--- START OF Records for this exercise ---
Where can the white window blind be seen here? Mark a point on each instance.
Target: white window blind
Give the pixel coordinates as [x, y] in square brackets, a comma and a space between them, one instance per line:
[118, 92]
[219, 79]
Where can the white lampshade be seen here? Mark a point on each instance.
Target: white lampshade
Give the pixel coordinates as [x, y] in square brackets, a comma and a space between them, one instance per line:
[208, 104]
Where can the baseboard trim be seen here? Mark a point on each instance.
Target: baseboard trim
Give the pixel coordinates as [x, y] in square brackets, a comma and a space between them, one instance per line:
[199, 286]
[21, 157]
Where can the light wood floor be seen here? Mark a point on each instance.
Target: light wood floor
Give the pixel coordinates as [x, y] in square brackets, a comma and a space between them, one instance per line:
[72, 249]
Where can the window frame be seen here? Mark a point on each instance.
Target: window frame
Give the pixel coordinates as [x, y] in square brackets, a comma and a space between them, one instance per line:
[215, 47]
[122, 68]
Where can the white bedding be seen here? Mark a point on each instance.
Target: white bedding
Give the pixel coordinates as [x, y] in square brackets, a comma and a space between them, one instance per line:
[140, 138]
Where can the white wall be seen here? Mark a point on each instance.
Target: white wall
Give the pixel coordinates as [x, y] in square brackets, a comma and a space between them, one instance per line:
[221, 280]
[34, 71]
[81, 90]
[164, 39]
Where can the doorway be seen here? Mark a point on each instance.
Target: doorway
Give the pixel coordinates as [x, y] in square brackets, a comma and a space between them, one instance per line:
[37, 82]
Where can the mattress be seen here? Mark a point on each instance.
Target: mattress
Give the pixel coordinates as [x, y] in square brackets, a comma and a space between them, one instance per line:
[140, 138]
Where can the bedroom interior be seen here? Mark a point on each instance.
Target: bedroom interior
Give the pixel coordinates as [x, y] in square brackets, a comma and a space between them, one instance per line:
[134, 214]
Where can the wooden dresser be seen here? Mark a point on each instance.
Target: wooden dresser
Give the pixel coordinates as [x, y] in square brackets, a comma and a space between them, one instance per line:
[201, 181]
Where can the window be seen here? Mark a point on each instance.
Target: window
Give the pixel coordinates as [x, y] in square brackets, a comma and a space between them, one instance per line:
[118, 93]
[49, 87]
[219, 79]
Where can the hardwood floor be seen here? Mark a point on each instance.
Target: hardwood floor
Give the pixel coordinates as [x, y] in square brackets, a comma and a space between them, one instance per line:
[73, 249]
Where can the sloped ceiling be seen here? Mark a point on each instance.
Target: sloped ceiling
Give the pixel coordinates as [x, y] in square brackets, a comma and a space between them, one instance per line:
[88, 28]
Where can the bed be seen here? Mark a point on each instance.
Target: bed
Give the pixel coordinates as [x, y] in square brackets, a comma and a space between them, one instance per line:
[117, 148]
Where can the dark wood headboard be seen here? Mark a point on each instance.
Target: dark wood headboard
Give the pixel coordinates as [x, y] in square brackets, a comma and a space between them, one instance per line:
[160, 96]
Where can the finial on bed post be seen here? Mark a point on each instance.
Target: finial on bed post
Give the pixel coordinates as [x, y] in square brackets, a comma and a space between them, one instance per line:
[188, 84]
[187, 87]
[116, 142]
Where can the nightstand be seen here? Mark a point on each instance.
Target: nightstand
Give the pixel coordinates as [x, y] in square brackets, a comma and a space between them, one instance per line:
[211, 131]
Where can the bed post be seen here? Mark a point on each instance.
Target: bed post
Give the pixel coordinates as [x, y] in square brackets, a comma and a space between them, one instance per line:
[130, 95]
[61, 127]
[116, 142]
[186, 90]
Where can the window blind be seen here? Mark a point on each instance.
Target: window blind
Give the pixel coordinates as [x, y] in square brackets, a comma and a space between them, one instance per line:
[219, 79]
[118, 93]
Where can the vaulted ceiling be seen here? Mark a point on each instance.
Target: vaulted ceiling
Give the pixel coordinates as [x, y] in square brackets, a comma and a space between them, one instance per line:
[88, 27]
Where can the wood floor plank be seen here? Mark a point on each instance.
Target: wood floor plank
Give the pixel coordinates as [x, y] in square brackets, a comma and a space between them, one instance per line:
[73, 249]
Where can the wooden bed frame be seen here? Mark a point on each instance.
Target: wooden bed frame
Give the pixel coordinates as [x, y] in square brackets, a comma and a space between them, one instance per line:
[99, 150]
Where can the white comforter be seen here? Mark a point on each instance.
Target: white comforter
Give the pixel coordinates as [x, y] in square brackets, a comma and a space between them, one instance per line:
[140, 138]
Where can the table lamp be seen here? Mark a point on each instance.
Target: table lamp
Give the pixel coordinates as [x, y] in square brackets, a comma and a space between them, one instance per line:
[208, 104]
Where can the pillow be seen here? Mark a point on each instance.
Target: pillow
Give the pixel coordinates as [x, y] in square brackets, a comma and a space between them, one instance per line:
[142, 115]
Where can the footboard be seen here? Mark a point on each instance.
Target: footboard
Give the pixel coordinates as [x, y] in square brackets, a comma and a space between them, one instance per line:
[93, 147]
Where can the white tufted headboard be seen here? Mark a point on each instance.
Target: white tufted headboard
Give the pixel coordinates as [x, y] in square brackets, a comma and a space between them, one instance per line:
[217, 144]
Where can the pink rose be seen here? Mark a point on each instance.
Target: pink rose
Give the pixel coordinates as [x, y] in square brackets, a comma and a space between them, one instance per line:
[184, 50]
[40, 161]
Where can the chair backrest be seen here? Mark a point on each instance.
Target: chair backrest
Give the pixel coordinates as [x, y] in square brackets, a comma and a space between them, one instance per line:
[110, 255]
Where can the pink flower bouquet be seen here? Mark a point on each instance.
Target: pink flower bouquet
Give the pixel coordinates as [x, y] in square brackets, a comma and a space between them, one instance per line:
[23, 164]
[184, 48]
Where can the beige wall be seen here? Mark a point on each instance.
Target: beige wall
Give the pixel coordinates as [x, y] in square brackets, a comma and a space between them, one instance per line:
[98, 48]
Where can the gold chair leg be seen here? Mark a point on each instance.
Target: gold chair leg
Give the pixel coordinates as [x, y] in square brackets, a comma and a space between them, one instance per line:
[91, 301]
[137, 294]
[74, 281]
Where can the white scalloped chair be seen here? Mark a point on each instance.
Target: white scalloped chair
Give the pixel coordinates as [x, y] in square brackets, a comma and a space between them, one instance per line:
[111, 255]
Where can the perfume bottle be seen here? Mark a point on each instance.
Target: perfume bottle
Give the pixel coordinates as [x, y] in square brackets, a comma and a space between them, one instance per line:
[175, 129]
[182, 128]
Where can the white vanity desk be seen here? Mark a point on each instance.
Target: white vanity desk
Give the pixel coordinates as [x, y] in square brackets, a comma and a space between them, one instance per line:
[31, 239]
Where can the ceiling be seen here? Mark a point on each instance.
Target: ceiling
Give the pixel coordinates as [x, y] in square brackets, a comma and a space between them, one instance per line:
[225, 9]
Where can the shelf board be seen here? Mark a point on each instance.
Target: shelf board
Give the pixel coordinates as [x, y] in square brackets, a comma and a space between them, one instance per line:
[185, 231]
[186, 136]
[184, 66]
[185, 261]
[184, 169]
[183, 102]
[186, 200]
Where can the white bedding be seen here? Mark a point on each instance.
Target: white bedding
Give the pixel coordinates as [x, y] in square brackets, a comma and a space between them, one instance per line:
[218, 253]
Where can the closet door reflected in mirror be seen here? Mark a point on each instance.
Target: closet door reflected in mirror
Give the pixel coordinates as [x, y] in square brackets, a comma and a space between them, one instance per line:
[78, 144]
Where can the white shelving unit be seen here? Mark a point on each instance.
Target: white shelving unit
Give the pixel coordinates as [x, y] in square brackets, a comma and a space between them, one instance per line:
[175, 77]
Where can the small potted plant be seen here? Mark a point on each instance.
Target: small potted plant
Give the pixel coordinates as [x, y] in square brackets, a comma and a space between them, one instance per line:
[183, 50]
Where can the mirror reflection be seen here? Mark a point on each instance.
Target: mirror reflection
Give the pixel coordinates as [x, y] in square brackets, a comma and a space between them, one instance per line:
--- END OF Records for this exercise ---
* Aim of the exercise: Would you give again, word for word, every line from the one with "Where can the closet" through the final line of the listing above?

* Expected output:
Where can the closet door reflected in mirror be seen here? Mark a point on each instance.
Target: closet door reflected in mirror
Give the pixel coordinates as [x, y] in square brackets, a comma and a space between them, one instance per line:
[78, 144]
Where can the white shelving unit be seen here? Mark a point on each instance.
Target: white shelving unit
Give the pixel coordinates as [x, y] in square brackets, a comma and a space between them, one instance per line:
[175, 77]
Where can the small potted plant be seen here? Mark a point on each instance.
Target: small potted plant
Give the pixel coordinates as [x, y] in square brackets, a comma and a space between them, one instance per line:
[183, 50]
Where can the mirror reflection be seen here? Mark a point on each instance.
Target: mirror reflection
Give the pixel coordinates as [x, y] in square brackets, a comma and a space between them, one instance per line:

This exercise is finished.